◆ **Extract**:
[Start of Attachment]

Interior Remains
by: designslinger
[Auditorium Annex (1893) Clinton J. Warren, architect /Images & Artwork: chicago designslinger]
In a world that’s constantly changing, especially in the hospitality industry, its nice to find a remnant that brings us back to a time long gone. When the shareholders of the Auditorium Building got wind that a competitor was going to build a new hotel directly across Congress Street from their troubled investment, the group purchased the site and commenced construction of an Annex. One hundred and eighteen years later, the still operating hostelry contains hints of its once grand lobby.
[Auditorium Annex – Congress Plaza Hotel, 520 S. Michigan Avenue, Chicago /Images & Artwork: chicago designslinger]
Although the smoked glass panels in the arches, the chandeliers, sconces, as well as the furniture are from a more recent era, there remain elements of the hotel’s glamorous, glory days. It is somewhat remarkable that after several changes in ownership and a series of names, The Congress, the Pick Congress, and today’s Congress Plaza Hotel, that anything of the old hotel survived a number of modernizations. At the beginning of the Second World War the military actually took over the building to provide temporary housing for soldiers. During their tenure they covered marble floors with linoleum for easier maintenance and turned the ballrooms into mess halls.

[End of Attachment]

Please carry on the piece on the Auditorium Annex, starting right after its last sentence. The rows have no connection to the piece on the Auditorium Annex.

◆ **Source data**:

[Start of Attachment]

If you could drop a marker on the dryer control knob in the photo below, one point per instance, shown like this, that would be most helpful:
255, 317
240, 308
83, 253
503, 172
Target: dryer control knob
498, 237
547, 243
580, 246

[End of Attachment]

◆ **Reply**:
[Congress Plaza Hotel, Historic Michigan Boulevard District, Chicago /Images & Artwork: chicago designslinger]
After the military left and after a few more upgrades and modernizations, some of the stunningly beautiful surfaces of tile, marble and bronze survived though other parts of the building weren’t so lucky. One of the most spectacular interior spaces – in a city of spectacular interior spaces – the hotel’s Pompeian Room is now preserved for posterity in photos and old postcards.